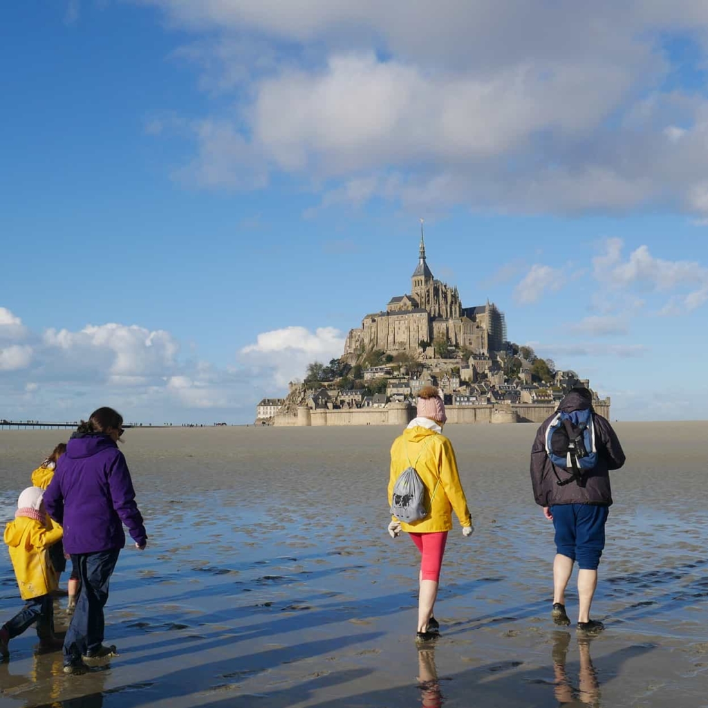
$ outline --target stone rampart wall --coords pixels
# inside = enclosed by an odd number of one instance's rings
[[[555,413],[555,405],[518,404],[505,406],[446,406],[447,423],[451,425],[473,423],[543,423]],[[610,401],[595,404],[595,411],[610,418]],[[407,404],[389,404],[385,408],[355,409],[350,411],[311,411],[302,406],[296,414],[278,414],[273,425],[288,426],[399,426],[404,427],[413,420],[416,409]]]

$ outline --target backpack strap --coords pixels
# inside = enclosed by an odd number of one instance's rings
[[[430,442],[430,438],[432,437],[433,437],[433,435],[428,436],[426,439],[426,442],[423,443],[423,445],[421,447],[420,452],[418,453],[418,457],[416,458],[416,464],[418,464],[418,461],[421,459],[421,455],[423,455],[423,451],[426,449],[426,445],[427,445],[428,443]],[[404,447],[406,448],[406,459],[408,459],[408,466],[409,467],[413,467],[413,469],[416,469],[416,464],[413,464],[411,462],[411,458],[410,458],[410,457],[409,457],[409,454],[408,454],[408,443],[406,442],[406,440],[404,440],[403,441],[403,444],[404,444]]]
[[[586,426],[582,425],[579,428],[576,430],[573,427],[573,424],[567,418],[564,418],[563,419],[563,425],[566,429],[566,432],[568,433],[568,440],[571,445],[573,445],[573,441],[578,437],[578,435],[582,435],[583,431],[585,430]],[[577,482],[580,484],[581,479],[583,479],[583,472],[578,464],[578,455],[574,447],[568,450],[567,459],[569,463],[569,472],[571,473],[571,476],[566,479],[561,481],[561,478],[558,476],[558,473],[556,472],[556,466],[553,465],[553,471],[555,472],[556,477],[558,479],[556,483],[559,486],[565,486],[566,484],[570,484],[571,482]]]
[[[433,435],[429,435],[427,438],[426,438],[426,442],[423,443],[420,452],[418,453],[418,457],[416,458],[415,464],[411,464],[411,458],[408,455],[408,443],[406,442],[406,440],[403,441],[404,445],[406,447],[406,457],[408,459],[408,466],[409,467],[413,467],[413,469],[415,469],[416,472],[418,472],[418,470],[416,469],[416,466],[418,465],[418,461],[421,459],[421,455],[423,455],[423,451],[426,449],[426,446],[428,445],[428,442],[430,442],[432,438]],[[431,503],[433,502],[433,500],[435,498],[435,492],[438,491],[438,487],[440,486],[440,478],[438,477],[438,484],[435,484],[435,488],[433,490],[433,494],[430,496]]]

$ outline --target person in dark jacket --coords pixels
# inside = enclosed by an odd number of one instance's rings
[[[553,609],[556,624],[570,624],[566,612],[565,592],[578,561],[578,613],[577,627],[586,633],[603,629],[602,622],[590,618],[590,608],[598,585],[598,566],[605,547],[605,524],[612,503],[610,470],[624,464],[624,453],[610,423],[593,411],[593,396],[583,387],[573,388],[561,401],[558,411],[538,429],[531,448],[531,482],[536,503],[553,522],[557,553],[553,563]],[[556,467],[549,456],[546,432],[557,413],[592,411],[597,451],[595,466],[579,479]]]
[[[81,589],[64,643],[64,670],[81,673],[84,662],[115,655],[103,646],[103,607],[125,524],[140,550],[147,544],[130,473],[118,447],[123,419],[112,408],[81,421],[59,459],[45,492],[47,511],[64,527],[64,547],[79,568]]]

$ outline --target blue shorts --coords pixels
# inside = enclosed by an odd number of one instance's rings
[[[610,508],[593,504],[556,504],[551,507],[556,548],[561,556],[577,559],[582,570],[594,571],[605,548],[605,523]]]

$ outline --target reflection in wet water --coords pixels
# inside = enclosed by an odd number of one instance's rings
[[[0,694],[21,697],[33,708],[103,708],[108,668],[67,680],[61,652],[47,653],[37,645],[27,674],[11,673],[11,663],[0,663]]]
[[[435,649],[432,646],[418,648],[418,687],[421,690],[421,705],[423,708],[440,708],[442,705],[445,699],[438,680]]]
[[[578,685],[573,685],[574,676],[569,676],[566,668],[568,649],[571,643],[571,635],[567,632],[554,632],[553,671],[555,674],[554,689],[556,700],[559,705],[591,706],[600,708],[600,684],[598,682],[597,671],[593,666],[590,656],[590,644],[592,639],[588,636],[578,637],[578,651],[580,653],[580,668],[578,673]]]

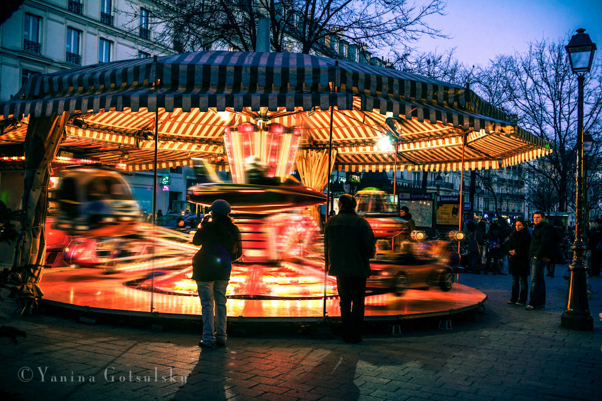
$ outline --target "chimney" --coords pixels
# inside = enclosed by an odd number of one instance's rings
[[[255,43],[255,51],[269,53],[270,49],[270,19],[259,18],[257,23],[257,42]]]

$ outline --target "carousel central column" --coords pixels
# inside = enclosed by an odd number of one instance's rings
[[[31,314],[44,295],[38,285],[46,263],[46,218],[51,163],[57,155],[61,135],[69,119],[62,115],[31,115],[24,144],[25,175],[23,183],[21,232],[15,247],[11,269],[11,296],[25,303]],[[22,313],[23,313],[22,312]]]

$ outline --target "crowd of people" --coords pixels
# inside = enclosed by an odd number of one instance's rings
[[[551,223],[543,212],[536,212],[533,221],[517,218],[512,226],[504,219],[490,224],[484,220],[467,224],[470,239],[468,269],[473,274],[510,274],[512,284],[508,304],[524,305],[527,310],[545,308],[544,277],[553,278],[556,264],[566,262],[563,251],[565,227],[558,219]],[[588,230],[589,277],[600,277],[602,262],[602,220]],[[545,275],[546,271],[547,274]],[[528,278],[530,275],[530,289]]]

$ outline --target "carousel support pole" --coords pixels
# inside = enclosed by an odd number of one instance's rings
[[[397,214],[399,214],[399,200],[396,200],[395,195],[396,194],[396,191],[397,189],[397,145],[399,144],[399,141],[395,139],[395,165],[393,167],[393,200],[395,201],[395,209],[397,210]],[[392,237],[391,239],[391,250],[393,251],[395,249],[395,237]]]
[[[25,304],[22,313],[31,314],[44,293],[39,285],[46,263],[46,218],[51,163],[57,155],[69,112],[29,115],[23,144],[25,174],[23,183],[21,232],[15,246],[10,297]]]
[[[157,55],[153,57],[153,63],[157,63]],[[157,69],[155,69],[155,85],[157,85]],[[152,177],[152,210],[153,210],[153,216],[152,216],[152,225],[154,228],[157,227],[157,156],[158,152],[159,149],[159,108],[157,107],[157,109],[155,111],[155,165],[154,167],[154,174],[153,174]],[[155,257],[154,255],[155,253],[155,242],[153,242],[152,245],[152,272],[150,274],[150,313],[152,313],[153,310],[154,310],[154,295],[155,295]]]
[[[460,221],[458,224],[458,230],[462,231],[462,218],[464,213],[464,150],[466,147],[466,133],[462,138],[462,167],[460,168]],[[472,206],[472,205],[471,205]],[[460,242],[458,242],[458,253],[460,253]]]
[[[462,134],[462,164],[460,167],[460,219],[458,224],[458,230],[462,231],[462,218],[464,214],[464,149],[466,147],[466,132],[465,132]],[[471,205],[472,206],[472,205]],[[462,253],[460,252],[460,243],[462,241],[458,242],[458,264],[460,263],[461,260],[462,259]],[[458,274],[458,279],[456,280],[458,283],[460,282],[460,274]]]
[[[335,61],[335,67],[338,66],[338,61]],[[332,83],[333,87],[335,85],[335,82]],[[333,88],[336,91],[336,88]],[[328,166],[326,167],[326,216],[325,220],[328,219],[328,213],[329,210],[328,210],[328,204],[329,200],[330,200],[330,165],[332,163],[332,119],[334,115],[334,106],[330,106],[330,135],[328,139]],[[334,200],[333,199],[333,202]],[[334,209],[334,208],[332,208]],[[328,283],[328,266],[324,266],[324,305],[323,310],[322,311],[322,319],[326,320],[326,286]]]

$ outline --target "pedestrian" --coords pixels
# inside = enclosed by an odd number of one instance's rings
[[[402,206],[400,208],[399,216],[407,222],[404,224],[403,229],[402,230],[401,234],[398,236],[399,243],[401,243],[403,241],[412,240],[412,231],[416,230],[416,223],[414,222],[414,219],[412,218],[412,213],[410,213],[410,209],[408,206]]]
[[[592,251],[589,259],[589,277],[600,277],[602,262],[602,219],[596,219],[596,227],[589,236],[588,245]]]
[[[372,228],[355,213],[356,204],[349,194],[341,195],[338,214],[326,220],[324,229],[324,266],[337,277],[343,340],[351,344],[362,341],[366,279],[376,251]]]
[[[470,272],[480,274],[481,257],[483,255],[483,244],[485,237],[485,222],[481,220],[477,224],[473,237],[468,242],[468,253],[470,256]]]
[[[527,303],[528,290],[527,277],[530,272],[529,251],[531,245],[531,234],[527,230],[527,223],[522,217],[514,221],[514,227],[508,242],[508,272],[512,275],[512,291],[509,304],[524,305]]]
[[[508,274],[508,241],[510,240],[510,233],[512,228],[508,225],[506,219],[498,219],[498,225],[500,226],[500,242],[501,243],[501,268],[500,274],[505,275]]]
[[[403,221],[401,232],[393,237],[394,247],[396,249],[401,248],[402,243],[412,240],[412,231],[416,230],[416,223],[412,218],[412,213],[408,206],[402,206],[399,209],[399,216]]]
[[[201,248],[193,259],[192,279],[196,281],[203,317],[203,338],[199,346],[225,346],[226,289],[232,261],[243,254],[240,230],[228,216],[230,204],[214,201],[203,218],[192,243]]]
[[[551,257],[553,244],[554,228],[548,224],[543,212],[533,213],[533,221],[535,227],[533,230],[531,245],[529,246],[529,256],[531,263],[531,291],[527,310],[545,308],[545,281],[544,270],[545,263]]]
[[[485,239],[489,240],[489,242],[485,251],[486,262],[485,262],[485,274],[489,274],[490,270],[493,271],[494,276],[501,273],[501,265],[500,262],[502,257],[501,241],[500,239],[501,235],[501,231],[500,230],[500,226],[497,221],[494,221],[489,225],[489,231],[485,234]],[[491,266],[492,259],[493,259],[493,265],[490,269],[489,266]]]

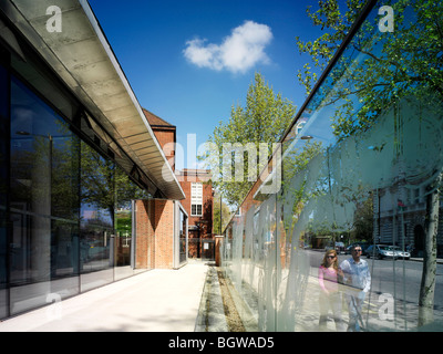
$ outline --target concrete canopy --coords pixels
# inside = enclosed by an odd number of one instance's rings
[[[143,114],[86,0],[10,0],[1,9],[56,72],[78,100],[106,129],[156,190],[151,194],[181,200],[184,191]],[[61,31],[48,25],[60,8]]]

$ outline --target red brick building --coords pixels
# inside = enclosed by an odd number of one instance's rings
[[[189,257],[212,258],[214,191],[208,169],[183,169],[176,171],[177,179],[186,195],[182,205],[188,219]]]
[[[176,127],[152,112],[143,113],[175,171]],[[188,257],[213,251],[213,188],[208,170],[175,171],[185,199],[135,201],[135,267],[179,268]]]

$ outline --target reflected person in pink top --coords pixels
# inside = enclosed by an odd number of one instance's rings
[[[342,278],[342,271],[339,269],[339,262],[336,250],[329,250],[324,253],[323,261],[319,268],[320,284],[320,331],[326,331],[329,310],[333,313],[336,329],[339,332],[344,331],[341,319],[341,292],[339,291],[339,278]]]

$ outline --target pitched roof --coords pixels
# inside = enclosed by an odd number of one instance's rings
[[[142,107],[142,111],[150,123],[151,126],[162,126],[162,127],[176,127],[175,125],[172,125],[171,123],[166,122],[165,119],[161,118],[159,116],[155,115],[154,113],[147,111],[146,108]]]

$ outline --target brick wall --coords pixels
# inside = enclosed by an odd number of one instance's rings
[[[174,266],[174,201],[136,201],[135,267],[138,269]]]
[[[174,201],[155,200],[155,268],[174,266]]]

» Set exercise
Return exactly the lines of the data, and only those, from the line with "top --coords pixels" through the last line, inclusive.

» Task result
$ outline --target reflected person in pink top --coords pixels
# inside = enclosed by an odd number of one instance's rings
[[[342,278],[342,271],[339,269],[339,262],[336,250],[329,250],[324,253],[323,261],[319,268],[320,284],[320,331],[326,331],[329,310],[333,313],[336,329],[339,332],[344,331],[341,319],[341,292],[339,291],[339,278]]]

$ outline --target pitched roof --coords pixels
# inside = enclosed by an odd number of one instance's rings
[[[142,107],[142,111],[150,123],[151,126],[162,126],[162,127],[176,127],[175,125],[172,125],[171,123],[166,122],[165,119],[161,118],[159,116],[155,115],[154,113],[147,111],[146,108]]]

$ outline --target brick wall --coords pixels
# inside = enclosed by an odd number of one instance's rings
[[[174,266],[174,201],[136,201],[135,267],[138,269]]]
[[[174,201],[155,200],[155,268],[174,266]]]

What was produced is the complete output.